[Information — start]

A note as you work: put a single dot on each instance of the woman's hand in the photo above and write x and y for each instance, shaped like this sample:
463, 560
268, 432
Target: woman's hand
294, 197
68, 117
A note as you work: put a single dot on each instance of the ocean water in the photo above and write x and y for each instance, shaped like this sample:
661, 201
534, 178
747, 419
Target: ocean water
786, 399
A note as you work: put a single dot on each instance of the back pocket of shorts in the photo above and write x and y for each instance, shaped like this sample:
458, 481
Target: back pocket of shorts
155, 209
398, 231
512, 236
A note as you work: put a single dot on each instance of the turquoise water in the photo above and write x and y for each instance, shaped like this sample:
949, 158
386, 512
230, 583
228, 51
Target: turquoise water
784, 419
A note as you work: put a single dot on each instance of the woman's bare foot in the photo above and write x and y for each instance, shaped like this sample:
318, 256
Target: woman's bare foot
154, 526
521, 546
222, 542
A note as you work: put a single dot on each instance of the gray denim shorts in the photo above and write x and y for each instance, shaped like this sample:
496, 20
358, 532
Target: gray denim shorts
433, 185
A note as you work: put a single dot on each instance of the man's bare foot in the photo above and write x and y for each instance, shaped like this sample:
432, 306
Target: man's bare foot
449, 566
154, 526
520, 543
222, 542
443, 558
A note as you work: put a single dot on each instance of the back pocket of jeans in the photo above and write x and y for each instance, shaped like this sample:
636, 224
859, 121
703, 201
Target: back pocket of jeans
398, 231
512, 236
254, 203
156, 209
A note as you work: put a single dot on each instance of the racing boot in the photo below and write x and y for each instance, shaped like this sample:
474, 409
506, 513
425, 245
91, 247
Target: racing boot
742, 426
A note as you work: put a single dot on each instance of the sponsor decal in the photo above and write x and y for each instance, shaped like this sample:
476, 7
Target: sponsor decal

[Information — finish]

■ Exercise instructions: Check each line of the listing for the word "sponsor" and state how many lines contain it, with no other words.

■ Result of the exercise: 2